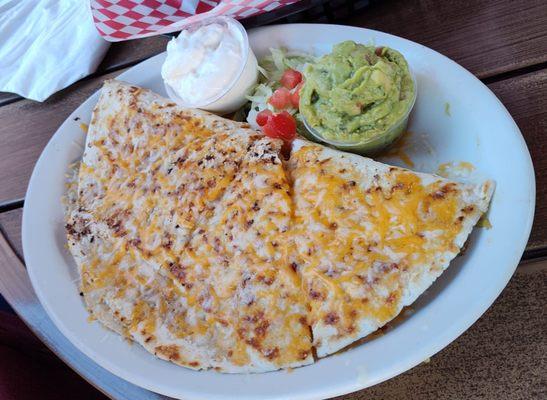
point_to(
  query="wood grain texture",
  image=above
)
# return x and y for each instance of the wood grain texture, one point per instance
(488, 37)
(10, 228)
(119, 55)
(26, 128)
(16, 287)
(526, 99)
(502, 356)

━━━━━━━━

§ GIVEN PROBLEM:
Give every record again exactly, apart from the pictures, which stay out.

§ OUTPUT OF THE TASK:
point_to(
  query="wood grain texture",
  image=above
)
# return x and y for each instance of the wood grain texture, one point per instance
(488, 37)
(10, 228)
(119, 55)
(26, 128)
(16, 287)
(526, 99)
(502, 356)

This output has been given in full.